Exercise directions ▸ Copy out, word for word, the full text on nations that did not compete at the 2006 Winter Olympics.

Document segment ▸
──────

= Nations not competing at the 2006 Winter Olympics =

Some countries hoped to compete in the 2006 Winter Olympics but did not do so.

==Iraq==

Flag of Iraq

Faisal Faisal failed to qualify for skeleton.

Iraq has never competed at a Winter Olympics.

==Jamaica==

Flag of Jamaica

Jamaica did not send any athletes to the 2006 Winter Olympics. Jamaica's bobsleigh team—Led by Chris Stokes, and coached by Wayne Thomas— failed to qualify for the Games. However, former Jamaican bobsledder Lascelles Brown, who was born in Jamaica, and obtained Canadian citizenship in January 2006 by parliamentary decree, participated with Pierre Lueders in the 2-man and 4-man events and won Silver in the 2-man, and finished 4th in the 4-man.

Jamaica has competed in every other Winter Olympics from 1988 through 2026.

==Mexico==

Flag of Mexico

Mexico did not send any athletes to the 2006 Winter Olympics. The teams for bobsleigh and skeleton both failed to qualify for the Games. Alpine skier Hubertus von Hohenlohe had gained enough FIS points to qualify for the Olympics, but the Mexican Olympic Committee decided not to send a one-man team to the Games.

von Hohenlohe lobbied strenuously to get to go to what would be his fifth Games, with support from the Turin Committee, the Italian National Olympic Committee (CONI), the IOC, and FIS.

==Morocco==

Flag of Morocco

Morocco qualified to participate at the 2006 Winter Olympics, in Turin, Italy with the representation by Samir Azzimani (who lives in France) and Sarah Ben Mansour (who lives in Belgium), both in alpine skiing. However, they did not appear on the start list at the event.

──────

Input data ▸
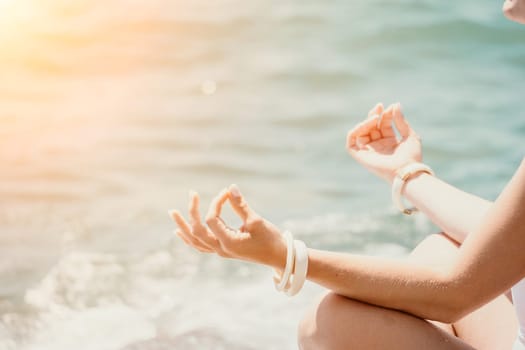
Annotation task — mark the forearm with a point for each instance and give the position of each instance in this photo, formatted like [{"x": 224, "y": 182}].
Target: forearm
[
  {"x": 456, "y": 212},
  {"x": 420, "y": 291}
]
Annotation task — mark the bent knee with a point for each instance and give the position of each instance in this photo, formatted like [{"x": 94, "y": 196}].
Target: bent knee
[{"x": 323, "y": 325}]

──────

Task output ▸
= Nations not competing at the 2006 Winter Olympics =

Some countries hoped to compete in the 2006 Winter Olympics but did not do so.

==Iraq==

Flag of Iraq

Faisal Faisal failed to qualify for skeleton.

Iraq has never competed at a Winter Olympics.

==Jamaica==

Flag of Jamaica

Jamaica did not send any athletes to the 2006 Winter Olympics. Jamaica's bobsleigh team—Led by Chris Stokes, and coached by Wayne Thomas— failed to qualify for the Games. However, former Jamaican bobsledder Lascelles Brown, who was born in Jamaica, and obtained Canadian citizenship in January 2006 by parliamentary decree, participated with Pierre Lueders in the 2-man and 4-man events and won Silver in the 2-man, and finished 4th in the 4-man.

Jamaica has competed in every other Winter Olympics from 1988 through 2026.

==Mexico==

Flag of Mexico

Mexico did not send any athletes to the 2006 Winter Olympics. The teams for bobsleigh and skeleton both failed to qualify for the Games. Alpine skier Hubertus von Hohenlohe had gained enough FIS points to qualify for the Olympics, but the Mexican Olympic Committee decided not to send a one-man team to the Games.

von Hohenlohe lobbied strenuously to get to go to what would be his fifth Games, with support from the Turin Committee, the Italian National Olympic Committee (CONI), the IOC, and FIS.

==Morocco==

Flag of Morocco

Morocco qualified to participate at the 2006 Winter Olympics, in Turin, Italy with the representation by Samir Azzimani (who lives in France) and Sarah Ben Mansour (who lives in Belgium), both in alpine skiing. However, they did not appear on the start list at the event.